--- START Entries ---

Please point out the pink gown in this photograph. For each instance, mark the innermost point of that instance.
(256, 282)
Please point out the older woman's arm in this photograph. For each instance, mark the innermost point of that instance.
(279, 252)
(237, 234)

--- END Entries ---

# Exercise task
Please update the rows running from the line that contains "Please point out the older" through the end of the rows, both ends included, by replacing "arm" with "hand" and leaving everything else unchanged. Return only those lines.

# Output of the exercise
Please point out the older woman's hand in this photograph. For each instance, mark the innermost point of that instance.
(279, 252)
(237, 234)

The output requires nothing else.